Please list each line in the records below that contains the word "skin". Case counts.

— Begin INPUT FOR THIS TASK —

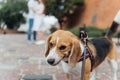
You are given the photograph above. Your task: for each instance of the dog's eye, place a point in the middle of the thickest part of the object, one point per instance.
(62, 47)
(51, 44)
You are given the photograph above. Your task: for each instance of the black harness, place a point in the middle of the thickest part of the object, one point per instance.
(86, 54)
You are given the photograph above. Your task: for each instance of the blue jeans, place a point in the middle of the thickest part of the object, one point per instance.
(31, 21)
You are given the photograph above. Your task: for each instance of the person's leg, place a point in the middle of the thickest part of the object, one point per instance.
(34, 35)
(30, 29)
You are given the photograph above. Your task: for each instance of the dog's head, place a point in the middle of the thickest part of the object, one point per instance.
(62, 44)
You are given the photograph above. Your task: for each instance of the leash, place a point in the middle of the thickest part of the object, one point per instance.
(86, 54)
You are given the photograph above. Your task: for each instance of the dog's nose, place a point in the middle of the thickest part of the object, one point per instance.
(51, 61)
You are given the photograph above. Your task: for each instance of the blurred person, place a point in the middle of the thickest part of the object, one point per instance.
(31, 8)
(39, 9)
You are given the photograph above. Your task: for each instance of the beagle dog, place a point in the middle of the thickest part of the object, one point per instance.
(63, 46)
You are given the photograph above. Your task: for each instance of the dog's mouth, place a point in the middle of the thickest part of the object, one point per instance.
(54, 64)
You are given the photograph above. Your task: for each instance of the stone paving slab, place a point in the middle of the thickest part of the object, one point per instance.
(18, 59)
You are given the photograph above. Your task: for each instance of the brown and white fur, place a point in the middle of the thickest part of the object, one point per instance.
(64, 46)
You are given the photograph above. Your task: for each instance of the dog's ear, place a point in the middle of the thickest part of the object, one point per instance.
(47, 46)
(75, 53)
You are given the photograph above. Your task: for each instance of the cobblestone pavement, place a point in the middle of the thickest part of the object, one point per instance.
(18, 58)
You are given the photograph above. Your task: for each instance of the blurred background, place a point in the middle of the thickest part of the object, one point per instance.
(19, 58)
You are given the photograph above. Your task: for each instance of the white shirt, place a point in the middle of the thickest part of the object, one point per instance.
(31, 4)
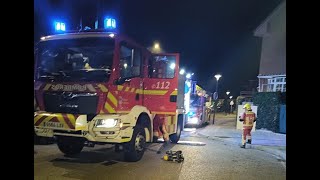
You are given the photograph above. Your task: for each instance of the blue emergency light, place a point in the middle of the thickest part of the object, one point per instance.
(109, 23)
(60, 26)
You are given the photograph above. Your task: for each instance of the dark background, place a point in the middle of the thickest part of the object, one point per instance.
(212, 36)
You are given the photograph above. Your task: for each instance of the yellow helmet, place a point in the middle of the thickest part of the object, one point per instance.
(247, 106)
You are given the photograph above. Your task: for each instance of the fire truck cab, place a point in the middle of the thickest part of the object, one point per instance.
(101, 87)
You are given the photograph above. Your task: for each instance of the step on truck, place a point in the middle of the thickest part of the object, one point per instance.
(99, 87)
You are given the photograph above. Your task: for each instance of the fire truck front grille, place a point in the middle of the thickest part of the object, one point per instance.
(69, 102)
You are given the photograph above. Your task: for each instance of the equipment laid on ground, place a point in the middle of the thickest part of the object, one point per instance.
(175, 156)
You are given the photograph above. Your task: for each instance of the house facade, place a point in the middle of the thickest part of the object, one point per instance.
(272, 70)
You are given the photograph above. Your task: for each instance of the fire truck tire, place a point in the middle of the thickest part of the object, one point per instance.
(134, 150)
(70, 145)
(174, 138)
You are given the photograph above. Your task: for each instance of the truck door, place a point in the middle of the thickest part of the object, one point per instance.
(160, 87)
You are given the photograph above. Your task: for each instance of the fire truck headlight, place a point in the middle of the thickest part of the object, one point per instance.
(106, 123)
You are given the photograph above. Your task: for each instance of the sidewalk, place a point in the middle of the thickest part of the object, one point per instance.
(224, 129)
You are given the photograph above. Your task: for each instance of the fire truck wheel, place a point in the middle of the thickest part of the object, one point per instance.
(70, 145)
(134, 149)
(174, 138)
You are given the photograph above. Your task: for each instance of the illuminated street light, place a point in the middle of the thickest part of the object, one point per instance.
(188, 76)
(217, 76)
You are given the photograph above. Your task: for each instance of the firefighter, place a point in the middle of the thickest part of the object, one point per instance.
(248, 118)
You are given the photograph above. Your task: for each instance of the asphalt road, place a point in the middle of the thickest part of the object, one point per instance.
(204, 159)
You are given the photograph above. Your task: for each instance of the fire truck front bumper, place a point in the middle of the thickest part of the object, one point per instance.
(102, 128)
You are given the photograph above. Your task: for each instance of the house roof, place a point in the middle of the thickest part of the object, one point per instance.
(260, 30)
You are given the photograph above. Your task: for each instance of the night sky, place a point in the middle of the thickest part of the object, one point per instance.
(212, 36)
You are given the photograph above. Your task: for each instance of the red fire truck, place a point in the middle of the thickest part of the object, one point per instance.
(195, 105)
(95, 86)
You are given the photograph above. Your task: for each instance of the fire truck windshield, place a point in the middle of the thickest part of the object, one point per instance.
(79, 59)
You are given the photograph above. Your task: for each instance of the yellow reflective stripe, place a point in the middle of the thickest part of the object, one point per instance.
(112, 99)
(61, 120)
(37, 118)
(120, 88)
(48, 118)
(169, 120)
(46, 87)
(124, 112)
(109, 108)
(103, 88)
(139, 91)
(91, 88)
(155, 92)
(81, 127)
(175, 92)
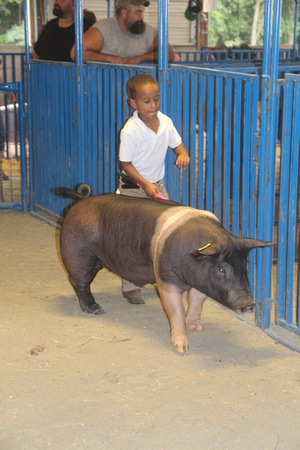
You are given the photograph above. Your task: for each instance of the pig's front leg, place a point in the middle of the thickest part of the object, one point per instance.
(195, 300)
(171, 299)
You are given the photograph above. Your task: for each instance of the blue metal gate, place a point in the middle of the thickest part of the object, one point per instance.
(216, 111)
(288, 278)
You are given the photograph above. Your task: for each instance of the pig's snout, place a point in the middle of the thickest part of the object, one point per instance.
(244, 305)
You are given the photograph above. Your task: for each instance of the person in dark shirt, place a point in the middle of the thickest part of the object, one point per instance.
(58, 35)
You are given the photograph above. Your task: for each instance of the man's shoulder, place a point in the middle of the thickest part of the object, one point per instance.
(53, 23)
(107, 23)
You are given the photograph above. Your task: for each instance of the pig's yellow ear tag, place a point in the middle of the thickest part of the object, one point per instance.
(205, 246)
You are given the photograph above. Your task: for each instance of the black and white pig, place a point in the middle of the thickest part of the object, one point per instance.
(156, 241)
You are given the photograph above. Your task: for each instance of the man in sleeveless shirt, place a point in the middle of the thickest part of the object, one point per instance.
(58, 35)
(124, 39)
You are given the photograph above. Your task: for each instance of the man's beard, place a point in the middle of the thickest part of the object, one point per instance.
(137, 27)
(57, 11)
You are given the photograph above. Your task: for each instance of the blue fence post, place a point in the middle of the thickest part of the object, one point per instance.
(80, 72)
(267, 161)
(163, 53)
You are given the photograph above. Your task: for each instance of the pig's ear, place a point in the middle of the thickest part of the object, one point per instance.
(209, 249)
(248, 244)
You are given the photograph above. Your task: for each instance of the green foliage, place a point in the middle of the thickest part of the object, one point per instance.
(11, 16)
(15, 36)
(232, 23)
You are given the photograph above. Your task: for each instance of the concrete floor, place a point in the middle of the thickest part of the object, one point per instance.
(72, 380)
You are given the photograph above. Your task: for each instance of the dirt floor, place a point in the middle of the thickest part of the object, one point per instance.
(72, 380)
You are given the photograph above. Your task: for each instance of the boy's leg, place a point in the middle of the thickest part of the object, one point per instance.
(130, 291)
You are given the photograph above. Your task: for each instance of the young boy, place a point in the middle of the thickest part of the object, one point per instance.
(145, 139)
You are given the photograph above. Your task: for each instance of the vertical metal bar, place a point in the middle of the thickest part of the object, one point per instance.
(283, 200)
(210, 143)
(100, 127)
(185, 133)
(246, 158)
(191, 141)
(292, 210)
(80, 70)
(218, 148)
(236, 157)
(112, 153)
(226, 176)
(163, 51)
(201, 141)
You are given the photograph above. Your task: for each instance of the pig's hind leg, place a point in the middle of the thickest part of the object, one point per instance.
(195, 301)
(82, 271)
(171, 299)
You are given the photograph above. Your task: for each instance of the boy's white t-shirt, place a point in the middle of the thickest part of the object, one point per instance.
(145, 149)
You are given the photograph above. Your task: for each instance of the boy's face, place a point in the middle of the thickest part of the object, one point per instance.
(147, 101)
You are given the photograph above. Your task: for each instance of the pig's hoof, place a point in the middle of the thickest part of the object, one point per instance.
(182, 349)
(195, 326)
(94, 308)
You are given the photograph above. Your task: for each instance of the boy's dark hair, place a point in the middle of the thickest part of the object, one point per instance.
(138, 81)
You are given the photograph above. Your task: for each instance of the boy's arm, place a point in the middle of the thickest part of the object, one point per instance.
(150, 188)
(183, 159)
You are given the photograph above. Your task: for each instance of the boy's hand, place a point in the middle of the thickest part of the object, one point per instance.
(151, 190)
(182, 161)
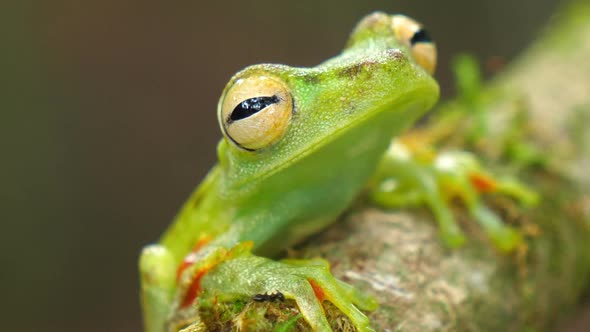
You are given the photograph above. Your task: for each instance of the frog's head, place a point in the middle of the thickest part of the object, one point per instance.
(274, 115)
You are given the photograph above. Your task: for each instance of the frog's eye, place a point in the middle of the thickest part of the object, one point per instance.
(414, 36)
(256, 111)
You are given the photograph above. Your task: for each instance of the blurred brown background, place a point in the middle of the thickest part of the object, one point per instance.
(109, 122)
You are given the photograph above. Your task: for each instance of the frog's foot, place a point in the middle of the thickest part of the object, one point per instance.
(308, 282)
(404, 179)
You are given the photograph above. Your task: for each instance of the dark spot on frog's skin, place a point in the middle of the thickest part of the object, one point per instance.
(396, 54)
(269, 297)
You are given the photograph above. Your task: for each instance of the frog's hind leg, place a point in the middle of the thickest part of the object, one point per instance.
(158, 279)
(308, 282)
(402, 181)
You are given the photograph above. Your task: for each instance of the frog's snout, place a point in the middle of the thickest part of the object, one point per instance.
(388, 59)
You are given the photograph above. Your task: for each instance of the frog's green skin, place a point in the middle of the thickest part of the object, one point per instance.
(346, 110)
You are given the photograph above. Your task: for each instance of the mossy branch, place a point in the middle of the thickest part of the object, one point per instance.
(423, 286)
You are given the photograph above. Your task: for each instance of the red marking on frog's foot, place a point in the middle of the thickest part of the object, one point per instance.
(482, 183)
(192, 257)
(319, 291)
(194, 289)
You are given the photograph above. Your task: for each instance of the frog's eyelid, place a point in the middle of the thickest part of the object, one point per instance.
(261, 117)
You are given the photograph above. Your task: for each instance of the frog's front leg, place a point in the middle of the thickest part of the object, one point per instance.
(411, 178)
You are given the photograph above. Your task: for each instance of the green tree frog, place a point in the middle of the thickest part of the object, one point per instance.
(299, 145)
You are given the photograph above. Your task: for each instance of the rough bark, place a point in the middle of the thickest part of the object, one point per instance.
(422, 286)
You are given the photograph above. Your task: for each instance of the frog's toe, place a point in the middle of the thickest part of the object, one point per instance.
(328, 288)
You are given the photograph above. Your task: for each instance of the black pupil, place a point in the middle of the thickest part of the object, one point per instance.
(252, 106)
(421, 36)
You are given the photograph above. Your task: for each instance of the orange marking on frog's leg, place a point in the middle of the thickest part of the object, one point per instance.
(483, 183)
(318, 290)
(192, 257)
(194, 289)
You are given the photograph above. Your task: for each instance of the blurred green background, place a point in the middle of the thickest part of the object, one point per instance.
(109, 118)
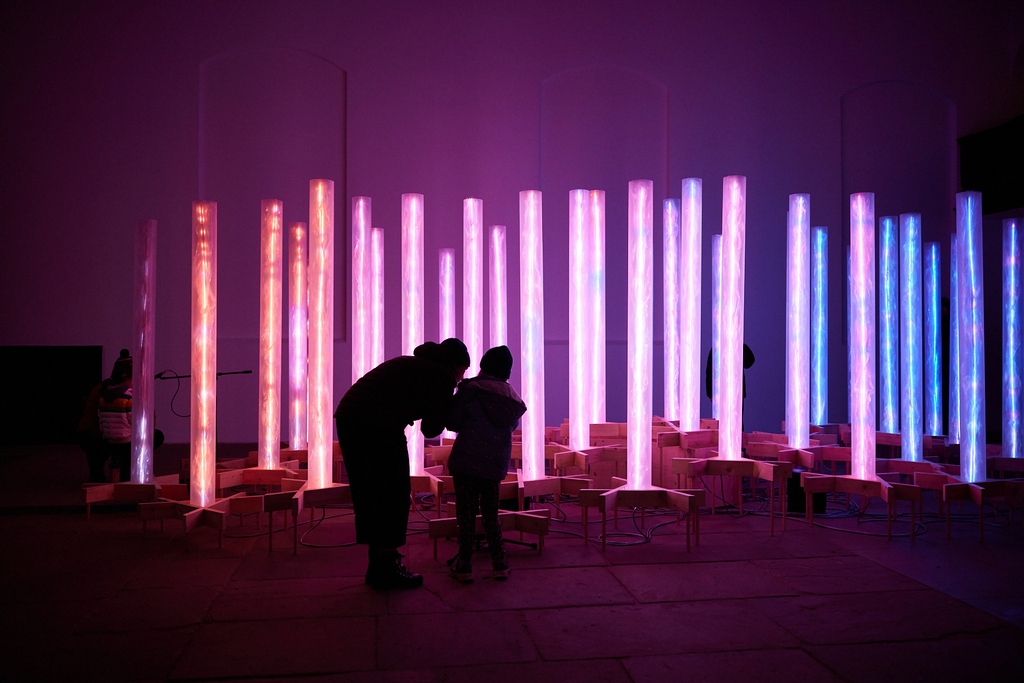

— End INPUT FOR THIS TASK —

REPLY TO THE EXERCISE:
You are given the photograph above. Your task: for each instance of the dark spot on frog's skin, place a point in the middle of the thickest part of the object, one point per instance.
You are given the photograph above. Your task: for each instance of the frog's green skin, place a point in the middle of the thickest part of the object, one point per instance.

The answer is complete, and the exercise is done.